2. This would require minimal changes to the report parser as
Python's SAX2 parser differentiates between standard xml tags
and namespace-qualified tags. The primary GRParser markup
would only contain the primary report definition tags (with
the transformation layout tags). The parser would be
instructed to simply pass the namespace-qualified tags through
as some generic (yet-to-be-created) GObject, a GObject that
the report engine knows to ignore during processing, and pass
through unchanged when outputting.
3. GNUe Designer would not simply ignore the namespace GObject,
but would know how to interpret these and visually layout the
report design on the screen. The existing GObject code in
Designer could also still be used since the complete report
is a standard GObject tree (albeit some GObjects are ignored
by the report engine.)

• [Set exercise A]: List every kind of tag named in the passage about the GNUe report parser.
• [Set exercise B]: According to the passage about the GNUe report parser, what would the report engine do with the generic GObject?
• [Set exercise C]: Write the next part of the passage about the GNUe report parser, picking up after its final sentence.

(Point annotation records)
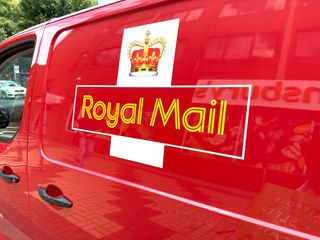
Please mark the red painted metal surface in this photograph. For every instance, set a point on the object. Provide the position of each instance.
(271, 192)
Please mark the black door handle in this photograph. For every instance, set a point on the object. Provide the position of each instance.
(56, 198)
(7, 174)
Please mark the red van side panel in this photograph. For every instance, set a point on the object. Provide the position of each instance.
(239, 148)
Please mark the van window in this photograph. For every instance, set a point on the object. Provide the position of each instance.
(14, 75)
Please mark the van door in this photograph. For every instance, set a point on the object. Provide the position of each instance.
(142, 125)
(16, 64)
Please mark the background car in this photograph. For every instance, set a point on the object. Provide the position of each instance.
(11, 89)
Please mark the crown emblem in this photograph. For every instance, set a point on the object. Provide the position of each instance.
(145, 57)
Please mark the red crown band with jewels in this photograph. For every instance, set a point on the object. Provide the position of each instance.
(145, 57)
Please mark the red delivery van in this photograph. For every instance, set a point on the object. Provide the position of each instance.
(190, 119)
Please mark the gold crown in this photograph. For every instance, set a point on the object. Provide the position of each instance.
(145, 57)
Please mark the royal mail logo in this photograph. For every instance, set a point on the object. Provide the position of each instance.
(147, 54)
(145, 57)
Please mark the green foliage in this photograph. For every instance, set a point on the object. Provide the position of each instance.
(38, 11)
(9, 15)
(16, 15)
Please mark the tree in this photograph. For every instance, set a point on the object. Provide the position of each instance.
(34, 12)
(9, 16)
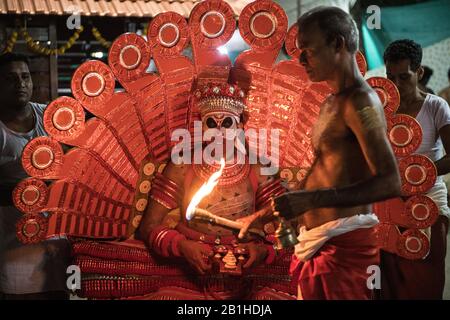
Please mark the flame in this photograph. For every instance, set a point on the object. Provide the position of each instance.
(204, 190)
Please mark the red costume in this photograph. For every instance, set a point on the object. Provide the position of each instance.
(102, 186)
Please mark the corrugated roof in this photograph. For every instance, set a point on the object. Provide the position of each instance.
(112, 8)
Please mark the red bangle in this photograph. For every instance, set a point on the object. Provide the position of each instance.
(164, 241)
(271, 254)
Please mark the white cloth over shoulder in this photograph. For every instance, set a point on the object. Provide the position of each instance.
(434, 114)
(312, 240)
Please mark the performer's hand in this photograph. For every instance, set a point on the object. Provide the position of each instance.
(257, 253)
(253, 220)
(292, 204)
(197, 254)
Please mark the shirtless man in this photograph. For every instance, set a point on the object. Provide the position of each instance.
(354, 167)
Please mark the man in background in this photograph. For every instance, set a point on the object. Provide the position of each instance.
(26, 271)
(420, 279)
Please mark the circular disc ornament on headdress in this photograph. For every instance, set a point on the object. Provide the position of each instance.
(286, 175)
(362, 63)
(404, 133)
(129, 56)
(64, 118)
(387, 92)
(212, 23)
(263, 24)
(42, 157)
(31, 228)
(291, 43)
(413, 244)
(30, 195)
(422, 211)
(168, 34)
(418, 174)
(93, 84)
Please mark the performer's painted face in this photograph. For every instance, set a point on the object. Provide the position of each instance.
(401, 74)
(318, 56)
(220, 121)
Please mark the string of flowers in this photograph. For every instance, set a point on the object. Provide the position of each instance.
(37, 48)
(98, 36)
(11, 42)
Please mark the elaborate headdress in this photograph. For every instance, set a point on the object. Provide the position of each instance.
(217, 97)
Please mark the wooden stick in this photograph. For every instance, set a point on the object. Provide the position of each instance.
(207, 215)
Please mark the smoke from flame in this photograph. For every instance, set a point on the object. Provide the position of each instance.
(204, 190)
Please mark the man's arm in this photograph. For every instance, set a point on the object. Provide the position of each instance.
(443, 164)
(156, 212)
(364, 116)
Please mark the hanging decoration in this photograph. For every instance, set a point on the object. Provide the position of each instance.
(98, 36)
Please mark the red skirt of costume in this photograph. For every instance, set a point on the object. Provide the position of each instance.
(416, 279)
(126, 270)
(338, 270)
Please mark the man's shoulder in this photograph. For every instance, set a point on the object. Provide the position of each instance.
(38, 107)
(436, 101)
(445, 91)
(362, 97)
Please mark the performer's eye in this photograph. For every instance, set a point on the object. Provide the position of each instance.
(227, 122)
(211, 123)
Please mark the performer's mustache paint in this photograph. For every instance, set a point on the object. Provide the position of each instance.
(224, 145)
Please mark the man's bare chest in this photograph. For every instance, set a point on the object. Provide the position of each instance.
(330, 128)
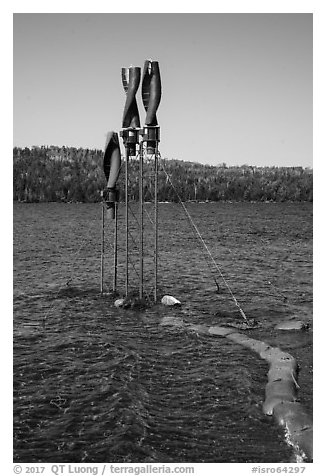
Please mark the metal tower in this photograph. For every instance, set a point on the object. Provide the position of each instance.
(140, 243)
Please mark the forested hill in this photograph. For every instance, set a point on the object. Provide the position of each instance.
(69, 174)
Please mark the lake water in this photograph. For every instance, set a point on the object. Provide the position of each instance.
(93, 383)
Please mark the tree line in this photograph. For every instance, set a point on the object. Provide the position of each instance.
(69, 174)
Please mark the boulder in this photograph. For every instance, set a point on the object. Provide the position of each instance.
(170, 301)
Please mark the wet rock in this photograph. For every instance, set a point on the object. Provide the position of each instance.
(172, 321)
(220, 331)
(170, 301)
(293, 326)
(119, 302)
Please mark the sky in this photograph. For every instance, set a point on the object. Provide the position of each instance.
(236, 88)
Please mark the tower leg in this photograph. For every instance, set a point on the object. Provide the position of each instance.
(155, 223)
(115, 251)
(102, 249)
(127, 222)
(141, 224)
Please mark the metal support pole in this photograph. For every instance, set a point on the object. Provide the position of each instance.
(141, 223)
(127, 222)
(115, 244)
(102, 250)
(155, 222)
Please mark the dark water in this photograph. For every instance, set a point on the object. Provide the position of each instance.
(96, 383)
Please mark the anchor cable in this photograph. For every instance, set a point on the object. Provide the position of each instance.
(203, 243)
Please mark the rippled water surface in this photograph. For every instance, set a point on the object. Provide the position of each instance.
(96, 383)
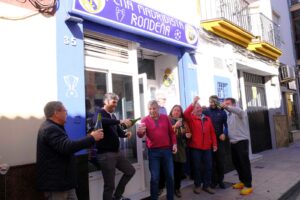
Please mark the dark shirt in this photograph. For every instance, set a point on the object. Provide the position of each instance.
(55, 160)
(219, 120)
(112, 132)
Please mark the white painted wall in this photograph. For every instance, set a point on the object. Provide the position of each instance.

• [Expected answer A]: standard xml tags, namespace-qualified tags, primary report definition tags, transformation layout tags

• [Expected answer B]: It would ignore it during processing and pass it through unchanged when outputting.

• [Expected answer C]:
4. The xmlns="GNUe:Reports:xxxx" implicitly provides a standard
naming system for various report formats. Of course, GNUe, the
ERP application, will probably only have one format (which, of
course, would be the format that GNUe Designer would design
against.) But other layouts would still be possible/easy to
implement.
5. This leaves the door open for the Reports Engine to "proxy"
output formatting logic. In other words, this would allow, if
we ever so desired, to write a PDF (or HTML or TeX) formatting
engine (instead of an external XSLT script) for reports of type
GNUe:Reports:Standard that the engine could load. Instead of
physically creating an XML output stream, it creates a stream
of events to this engine, which would understand the xmlns
tags. Or, more to the point, the engine would send a
"reportheader" event to the GNUe:Reports:Standard:PDF
formatting engine, which would be creating a "PDF" output
stream.
I'm not suggesting that we pursue the "formatting engine", but
just suggesting that the possibility would always be there
without much recoding. Of course, I never said that I won't
officially suggest this later on. :)
So, unless someone gives me a compelling reason otherwise, this is the
approach I want to take.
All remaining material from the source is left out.